Set problem: In the text about fraud and the rating agencies below, write out the passage between "THAT HAS TO" and "get to Hell....", inclusive, without changing a word.

Text:
□ □ □ □

But at the same time we must punish those who WILLFULLY DECEIVE. The common word for that is FRAUD and this is a PROPER AND IMPERATIVE function of the government to step up.
THAT HAS TO STOP. RIGHT DAMN NOW.
Chorus for a cut my ass.
I hope the "heads of every single one" of those firms that Cramer says he talked to ends up sitting in front of The Devil himself and The Devil forces them to go bankrupt time and time again for all eternity, and in each case The Beast gets to stick you in a very impolite place.
It seems Ohio agrees with me on this point..... they're just a bit more polite and intend to apply the pain before responsible parties get to Hell....
"She added: 'In Ohio, we lead the nation in investigating foreclosure, predatory lending and misdeeds. More people should be held accountable for what is happening in this country.'
Dann has maintained the agencies had a responsibility to investors not to underplay the risk associated with securities backed by sub-prime mortgages. However, agencies state that any rating given should not be taken as proven fact."
Heh heh heh......

□ □ □ □

Some records:

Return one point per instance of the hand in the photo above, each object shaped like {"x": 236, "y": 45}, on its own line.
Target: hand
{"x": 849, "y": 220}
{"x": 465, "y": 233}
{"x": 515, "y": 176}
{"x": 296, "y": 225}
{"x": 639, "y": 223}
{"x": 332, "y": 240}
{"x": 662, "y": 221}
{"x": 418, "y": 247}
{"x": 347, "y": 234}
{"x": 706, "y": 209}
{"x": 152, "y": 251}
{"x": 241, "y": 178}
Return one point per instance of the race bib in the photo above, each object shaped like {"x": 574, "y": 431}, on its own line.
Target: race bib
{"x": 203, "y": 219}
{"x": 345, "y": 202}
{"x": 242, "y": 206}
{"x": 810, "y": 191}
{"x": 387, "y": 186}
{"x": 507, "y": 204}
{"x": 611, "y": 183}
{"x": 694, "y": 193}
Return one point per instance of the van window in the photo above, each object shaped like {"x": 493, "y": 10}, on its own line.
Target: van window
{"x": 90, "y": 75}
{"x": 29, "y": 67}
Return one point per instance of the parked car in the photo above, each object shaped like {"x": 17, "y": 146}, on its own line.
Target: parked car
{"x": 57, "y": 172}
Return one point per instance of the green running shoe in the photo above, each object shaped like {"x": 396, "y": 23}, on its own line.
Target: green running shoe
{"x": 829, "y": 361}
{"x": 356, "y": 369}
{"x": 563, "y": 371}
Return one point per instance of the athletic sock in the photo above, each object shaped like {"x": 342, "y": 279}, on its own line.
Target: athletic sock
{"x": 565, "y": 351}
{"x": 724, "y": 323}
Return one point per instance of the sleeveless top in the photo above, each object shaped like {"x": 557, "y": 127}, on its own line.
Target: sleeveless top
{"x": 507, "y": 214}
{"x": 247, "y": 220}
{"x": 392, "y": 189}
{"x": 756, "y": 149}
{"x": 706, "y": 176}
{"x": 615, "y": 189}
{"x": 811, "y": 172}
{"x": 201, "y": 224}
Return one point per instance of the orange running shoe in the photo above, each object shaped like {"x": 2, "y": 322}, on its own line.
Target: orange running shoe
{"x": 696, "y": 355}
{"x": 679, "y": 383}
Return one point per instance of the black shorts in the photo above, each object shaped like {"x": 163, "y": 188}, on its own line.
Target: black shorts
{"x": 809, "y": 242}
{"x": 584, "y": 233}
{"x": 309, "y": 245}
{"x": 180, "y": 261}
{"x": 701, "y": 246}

□ □ □ □

Expected answer:
THAT HAS TO STOP. RIGHT DAMN NOW.
Chorus for a cut my ass.
I hope the "heads of every single one" of those firms that Cramer says he talked to ends up sitting in front of The Devil himself and The Devil forces them to go bankrupt time and time again for all eternity, and in each case The Beast gets to stick you in a very impolite place.
It seems Ohio agrees with me on this point..... they're just a bit more polite and intend to apply the pain before responsible parties get to Hell....